● Problem to work on: Whenever a line in the data holds the string "blue", copy that line.

● Exercise data:
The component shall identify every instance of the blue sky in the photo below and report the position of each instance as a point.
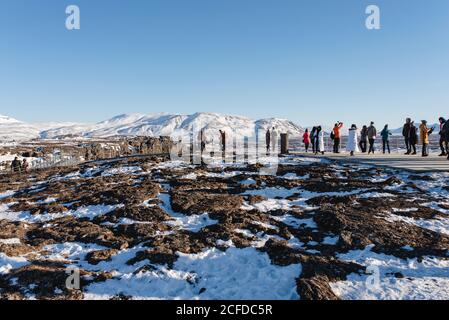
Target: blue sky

* * *

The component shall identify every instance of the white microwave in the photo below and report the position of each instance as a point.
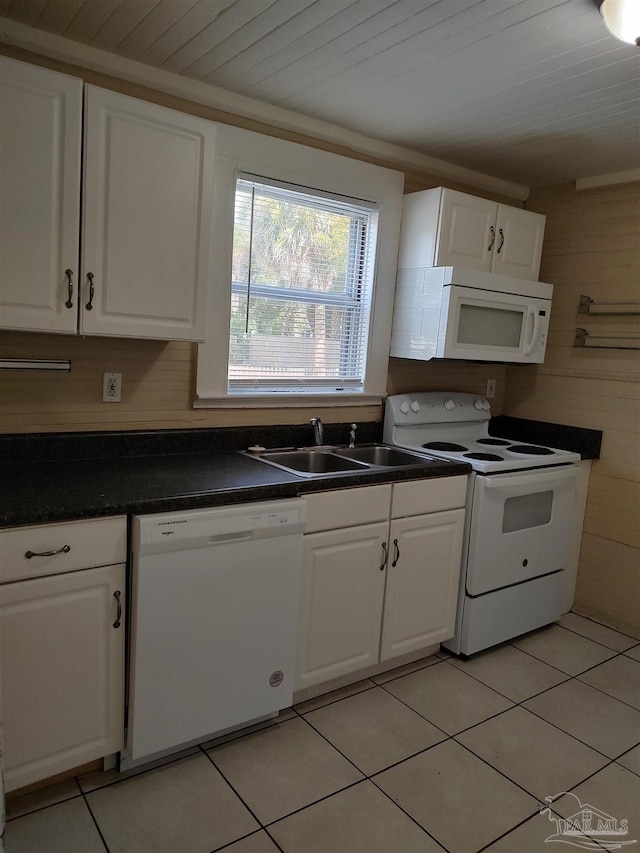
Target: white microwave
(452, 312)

● Output below:
The component shall identify every instance of the blue sky in the photo below and report the position of each instance as a point.
Target: blue sky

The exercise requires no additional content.